Task to complete:
Rewrite every line of the records below as a numbered list, skipping any blank lines. Leave the pictures out of your answer.
##############################
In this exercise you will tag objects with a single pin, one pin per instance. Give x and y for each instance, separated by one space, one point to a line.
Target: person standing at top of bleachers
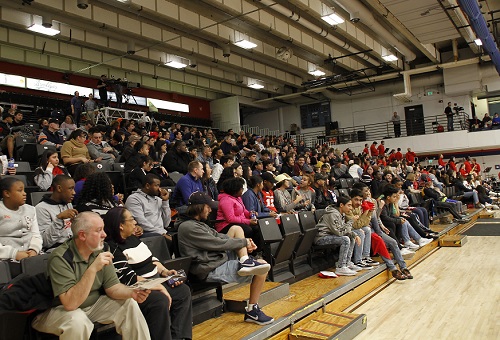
19 233
381 149
76 107
7 143
50 135
55 212
373 149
##############################
Result of the exercise:
1. In this exercise you will tag objects with a single pin, one pin per instance. Give x and y for each instance, separated by one space, one point to a line.
2. Target: person standing at top of bleachers
3. 19 233
4. 381 149
5. 76 107
6. 7 143
7. 50 135
8. 55 212
9. 373 149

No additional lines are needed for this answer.